Work task 1:
The article below on MegaBlocks says its algorithm works without three things that earlier sparse MoE work relied on. List all three.
Work task 2:
Carry on the article below on MegaBlocks and sparse Mixtures of Experts, starting right after its final sentence.

Document extract:

Efficient Mixtures of Experts with Block-Sparse Matrices: MegaBlocks
A new compute paradigm makes sparse Mixtures of Experts more scalable than ever before
The sparse Mixtures of Experts (MoE) algorithm has been a game-changer in Machine Learning, allowing us to scale up modeling capacity with almost constant computational complexity, resulting in a new generation of LLMs with unprecedented performance, including the Switch Transformer, GPT-4, Mixtral-8x7b, and more. Really, we’re just starting to see the impact of this powerful innovation.
However, Machine Learning runs on GPUs, and GPUs are optimized for dense, not sparse, operations. One of the most challenging research questions around sparse MoE is therefore how to run it efficiently on machines that were never intended to run sparse computations in the first place.
This week, we’ll meet MegaBlocks (Gale et al 2022), the perhaps most efficient and scalable sparse MoE implementation in the industry today. The key idea is to re-formulate sparse MoE as a single block-sparse matrix multiplication instead of multiple dense matrix multiplications by leveraging a data format specifically designed to store and manipulate sparse matrices. The resulting algorithm handles the dynamic computational demands in sparse MoE without the need for load balancing, padding, or token dropping, as was standard in previous work.

Supplied records:
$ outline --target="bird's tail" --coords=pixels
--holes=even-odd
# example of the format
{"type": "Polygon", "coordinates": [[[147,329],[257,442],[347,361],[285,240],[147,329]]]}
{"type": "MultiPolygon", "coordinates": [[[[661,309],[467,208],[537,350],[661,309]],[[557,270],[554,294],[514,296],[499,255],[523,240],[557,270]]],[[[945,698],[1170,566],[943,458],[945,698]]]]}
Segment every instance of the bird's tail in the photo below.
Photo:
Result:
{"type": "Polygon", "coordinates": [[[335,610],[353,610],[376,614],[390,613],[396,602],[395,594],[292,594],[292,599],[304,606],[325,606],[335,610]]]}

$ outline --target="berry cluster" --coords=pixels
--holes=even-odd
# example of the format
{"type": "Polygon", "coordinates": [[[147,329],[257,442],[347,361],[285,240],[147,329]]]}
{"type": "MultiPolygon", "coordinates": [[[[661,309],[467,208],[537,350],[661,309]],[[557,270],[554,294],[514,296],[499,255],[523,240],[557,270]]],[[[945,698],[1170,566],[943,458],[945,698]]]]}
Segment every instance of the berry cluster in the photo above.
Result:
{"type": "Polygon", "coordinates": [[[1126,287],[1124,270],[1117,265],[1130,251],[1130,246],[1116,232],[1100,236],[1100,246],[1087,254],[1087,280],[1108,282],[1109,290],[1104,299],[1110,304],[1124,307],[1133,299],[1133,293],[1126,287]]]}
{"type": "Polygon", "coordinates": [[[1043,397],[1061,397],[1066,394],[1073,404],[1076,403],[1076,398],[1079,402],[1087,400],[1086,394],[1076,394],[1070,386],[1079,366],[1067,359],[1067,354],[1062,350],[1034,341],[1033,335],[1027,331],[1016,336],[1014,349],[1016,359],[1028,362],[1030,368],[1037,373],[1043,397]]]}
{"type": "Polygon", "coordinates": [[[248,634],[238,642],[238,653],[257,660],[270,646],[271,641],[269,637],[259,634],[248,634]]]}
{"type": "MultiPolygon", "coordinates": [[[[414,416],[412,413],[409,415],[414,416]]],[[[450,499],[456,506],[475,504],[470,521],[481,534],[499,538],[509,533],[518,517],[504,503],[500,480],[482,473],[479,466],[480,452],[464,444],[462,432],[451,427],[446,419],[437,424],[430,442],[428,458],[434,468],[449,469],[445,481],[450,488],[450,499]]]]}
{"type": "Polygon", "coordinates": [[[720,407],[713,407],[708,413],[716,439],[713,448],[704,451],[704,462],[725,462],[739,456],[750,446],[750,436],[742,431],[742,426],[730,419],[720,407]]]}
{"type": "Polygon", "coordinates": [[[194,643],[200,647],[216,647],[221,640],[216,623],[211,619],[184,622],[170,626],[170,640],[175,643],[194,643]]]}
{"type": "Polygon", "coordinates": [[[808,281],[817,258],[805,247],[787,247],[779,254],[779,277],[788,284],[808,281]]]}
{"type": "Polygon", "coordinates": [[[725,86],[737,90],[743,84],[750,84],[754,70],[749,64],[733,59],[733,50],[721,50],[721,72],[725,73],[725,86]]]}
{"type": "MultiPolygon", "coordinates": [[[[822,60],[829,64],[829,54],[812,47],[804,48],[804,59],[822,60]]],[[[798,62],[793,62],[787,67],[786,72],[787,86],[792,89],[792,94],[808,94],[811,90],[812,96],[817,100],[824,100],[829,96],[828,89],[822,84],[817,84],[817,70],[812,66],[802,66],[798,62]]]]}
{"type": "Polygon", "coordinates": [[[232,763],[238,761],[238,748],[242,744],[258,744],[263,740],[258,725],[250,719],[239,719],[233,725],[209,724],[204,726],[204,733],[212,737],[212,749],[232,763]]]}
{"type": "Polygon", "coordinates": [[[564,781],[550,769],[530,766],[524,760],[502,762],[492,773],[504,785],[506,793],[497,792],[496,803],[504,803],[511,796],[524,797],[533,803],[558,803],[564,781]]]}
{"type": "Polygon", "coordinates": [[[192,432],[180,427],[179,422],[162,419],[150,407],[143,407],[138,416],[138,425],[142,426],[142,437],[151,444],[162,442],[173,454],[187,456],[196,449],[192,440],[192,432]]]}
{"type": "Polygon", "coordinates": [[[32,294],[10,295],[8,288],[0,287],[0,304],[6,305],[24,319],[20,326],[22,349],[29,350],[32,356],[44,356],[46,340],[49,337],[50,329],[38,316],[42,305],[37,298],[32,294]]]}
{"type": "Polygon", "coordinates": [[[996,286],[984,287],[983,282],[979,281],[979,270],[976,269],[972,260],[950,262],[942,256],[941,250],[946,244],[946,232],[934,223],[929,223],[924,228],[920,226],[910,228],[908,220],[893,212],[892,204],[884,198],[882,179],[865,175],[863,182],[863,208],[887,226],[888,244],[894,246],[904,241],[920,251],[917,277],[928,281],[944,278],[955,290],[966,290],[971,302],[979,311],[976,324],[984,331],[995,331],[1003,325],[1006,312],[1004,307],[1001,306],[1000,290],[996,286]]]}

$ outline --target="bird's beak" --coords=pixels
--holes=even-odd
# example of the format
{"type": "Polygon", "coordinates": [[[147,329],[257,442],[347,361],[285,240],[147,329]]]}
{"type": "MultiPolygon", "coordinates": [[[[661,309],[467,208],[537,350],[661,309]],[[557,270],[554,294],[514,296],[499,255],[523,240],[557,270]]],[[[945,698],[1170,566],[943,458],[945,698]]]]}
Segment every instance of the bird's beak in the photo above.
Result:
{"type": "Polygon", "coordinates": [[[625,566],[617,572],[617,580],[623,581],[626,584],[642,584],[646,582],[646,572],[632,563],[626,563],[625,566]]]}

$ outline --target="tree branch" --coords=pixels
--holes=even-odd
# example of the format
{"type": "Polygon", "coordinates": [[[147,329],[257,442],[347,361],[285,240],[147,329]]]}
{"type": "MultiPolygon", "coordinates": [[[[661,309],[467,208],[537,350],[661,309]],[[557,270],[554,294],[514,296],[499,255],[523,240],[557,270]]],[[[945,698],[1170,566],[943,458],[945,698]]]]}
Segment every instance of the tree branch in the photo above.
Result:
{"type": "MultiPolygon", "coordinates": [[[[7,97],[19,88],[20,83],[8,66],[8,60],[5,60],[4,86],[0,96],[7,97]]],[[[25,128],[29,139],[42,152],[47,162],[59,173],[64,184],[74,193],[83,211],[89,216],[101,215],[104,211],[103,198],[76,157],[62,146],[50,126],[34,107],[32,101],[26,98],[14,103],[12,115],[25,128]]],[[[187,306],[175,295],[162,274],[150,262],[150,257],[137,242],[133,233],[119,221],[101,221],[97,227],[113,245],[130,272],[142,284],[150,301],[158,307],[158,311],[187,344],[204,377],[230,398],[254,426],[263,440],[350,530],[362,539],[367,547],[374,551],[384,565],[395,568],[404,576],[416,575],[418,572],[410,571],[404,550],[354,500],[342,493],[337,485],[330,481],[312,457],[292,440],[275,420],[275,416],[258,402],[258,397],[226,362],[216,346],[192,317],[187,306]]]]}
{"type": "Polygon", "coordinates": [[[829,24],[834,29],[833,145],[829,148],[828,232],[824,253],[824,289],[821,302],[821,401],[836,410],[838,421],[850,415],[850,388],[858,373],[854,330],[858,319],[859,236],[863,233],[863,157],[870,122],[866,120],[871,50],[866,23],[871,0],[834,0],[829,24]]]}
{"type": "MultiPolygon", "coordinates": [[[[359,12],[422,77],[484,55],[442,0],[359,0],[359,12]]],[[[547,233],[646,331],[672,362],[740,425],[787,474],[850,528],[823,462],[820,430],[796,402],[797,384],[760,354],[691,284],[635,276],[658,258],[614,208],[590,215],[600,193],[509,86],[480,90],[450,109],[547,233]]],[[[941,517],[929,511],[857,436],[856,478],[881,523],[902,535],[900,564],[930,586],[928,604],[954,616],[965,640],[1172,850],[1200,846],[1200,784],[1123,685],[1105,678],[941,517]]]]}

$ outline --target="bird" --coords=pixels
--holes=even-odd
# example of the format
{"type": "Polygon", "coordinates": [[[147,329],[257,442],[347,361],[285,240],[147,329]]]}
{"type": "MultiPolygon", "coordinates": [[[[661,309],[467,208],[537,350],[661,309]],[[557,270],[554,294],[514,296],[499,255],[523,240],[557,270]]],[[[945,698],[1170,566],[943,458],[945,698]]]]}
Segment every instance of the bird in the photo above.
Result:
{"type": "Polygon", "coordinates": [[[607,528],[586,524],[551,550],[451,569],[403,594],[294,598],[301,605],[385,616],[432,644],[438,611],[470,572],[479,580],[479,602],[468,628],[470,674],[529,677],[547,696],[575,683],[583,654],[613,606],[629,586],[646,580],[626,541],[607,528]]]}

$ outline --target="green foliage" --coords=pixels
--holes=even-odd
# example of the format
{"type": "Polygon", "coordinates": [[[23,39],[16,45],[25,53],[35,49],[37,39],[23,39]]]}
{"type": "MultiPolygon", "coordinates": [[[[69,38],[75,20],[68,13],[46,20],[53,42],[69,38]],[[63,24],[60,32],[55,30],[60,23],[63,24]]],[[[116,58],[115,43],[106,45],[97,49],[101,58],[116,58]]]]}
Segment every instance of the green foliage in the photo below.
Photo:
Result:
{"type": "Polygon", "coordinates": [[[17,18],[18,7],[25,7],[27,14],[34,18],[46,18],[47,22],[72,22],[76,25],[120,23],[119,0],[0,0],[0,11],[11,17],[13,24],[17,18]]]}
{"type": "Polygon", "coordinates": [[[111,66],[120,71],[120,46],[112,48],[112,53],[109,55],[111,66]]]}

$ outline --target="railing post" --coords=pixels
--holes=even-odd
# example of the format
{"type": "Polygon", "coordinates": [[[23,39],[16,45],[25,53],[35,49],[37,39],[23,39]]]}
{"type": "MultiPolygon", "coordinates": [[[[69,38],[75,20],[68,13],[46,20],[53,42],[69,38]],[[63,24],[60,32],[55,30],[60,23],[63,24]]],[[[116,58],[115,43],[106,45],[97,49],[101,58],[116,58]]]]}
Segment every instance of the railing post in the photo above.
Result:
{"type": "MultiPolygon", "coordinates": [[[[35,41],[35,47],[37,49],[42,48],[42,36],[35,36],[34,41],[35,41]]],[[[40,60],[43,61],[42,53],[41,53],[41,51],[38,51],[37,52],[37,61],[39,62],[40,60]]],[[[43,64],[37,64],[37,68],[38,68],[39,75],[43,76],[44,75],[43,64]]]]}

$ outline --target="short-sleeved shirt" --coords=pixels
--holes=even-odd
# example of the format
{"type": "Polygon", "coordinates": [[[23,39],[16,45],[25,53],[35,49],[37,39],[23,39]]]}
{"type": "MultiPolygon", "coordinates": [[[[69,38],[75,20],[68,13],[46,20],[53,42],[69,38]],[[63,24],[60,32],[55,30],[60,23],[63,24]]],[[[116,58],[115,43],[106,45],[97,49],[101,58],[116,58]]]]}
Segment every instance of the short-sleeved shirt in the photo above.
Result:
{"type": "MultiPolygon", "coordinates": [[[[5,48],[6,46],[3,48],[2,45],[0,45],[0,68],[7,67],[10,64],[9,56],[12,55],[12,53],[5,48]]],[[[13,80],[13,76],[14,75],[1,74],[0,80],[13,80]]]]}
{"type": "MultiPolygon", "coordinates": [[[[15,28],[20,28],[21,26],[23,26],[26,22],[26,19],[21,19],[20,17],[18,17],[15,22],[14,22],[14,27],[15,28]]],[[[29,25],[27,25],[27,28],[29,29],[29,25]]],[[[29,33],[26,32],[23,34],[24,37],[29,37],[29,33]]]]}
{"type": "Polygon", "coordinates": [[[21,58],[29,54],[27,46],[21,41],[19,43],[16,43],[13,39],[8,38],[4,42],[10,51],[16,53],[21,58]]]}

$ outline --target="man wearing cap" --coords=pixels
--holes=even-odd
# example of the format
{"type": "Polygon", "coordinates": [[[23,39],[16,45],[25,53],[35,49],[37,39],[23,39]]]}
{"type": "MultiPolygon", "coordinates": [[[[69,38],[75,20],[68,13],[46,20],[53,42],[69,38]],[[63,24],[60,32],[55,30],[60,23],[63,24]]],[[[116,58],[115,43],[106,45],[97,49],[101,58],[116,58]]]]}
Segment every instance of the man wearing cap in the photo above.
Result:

Task output 1:
Load balancing, padding, token dropping

Task output 2:
But first, a little bit of historical context.
The curse of the capacity factor
In sparse MoE, the router determines which tokens in a batch of data to route to which expert. This can introduce expert imbalance, that is, some experts may receive a large number of tokens, and some very few. This is a problem because in order to run the forward passed over all of the experts most efficiently, we want to run all of them at the same time in a single, fused, operation, and this requires the inputs to all experts to be of the same shape.
The Switch Transformer solved this problem by introducing the capacity factor f, a new hyperparamter that controls how many tokens are allowed per experts. Formally:
capacity = f x T/E
where T is the number of tokens and E is the total number of experts. For example, with 10K tokens, 100 experts, and f=1, we’d force all active experts to process 100 tokens per batch, no more and no less.
If an expert ends up with more tokens than its capacity allows, we need to drop the extra tokens. In contrast, if the expert ends up with too few tokens, we pad the input such as to ensure consistent input sizes. Thus, no matter how we tune f, we’ll take a hit in performance: if f is too large, the hit is in efficiency due to all that extra padding. If f is too small, the hit is in modeling accuracy due to dropped tokens.
This is the curse of the capacity factor: no matter what we do, it’s not really ideal - ideally, we want to use neither padding nor drop tokens.
Enter the block-sparse compute paradigm.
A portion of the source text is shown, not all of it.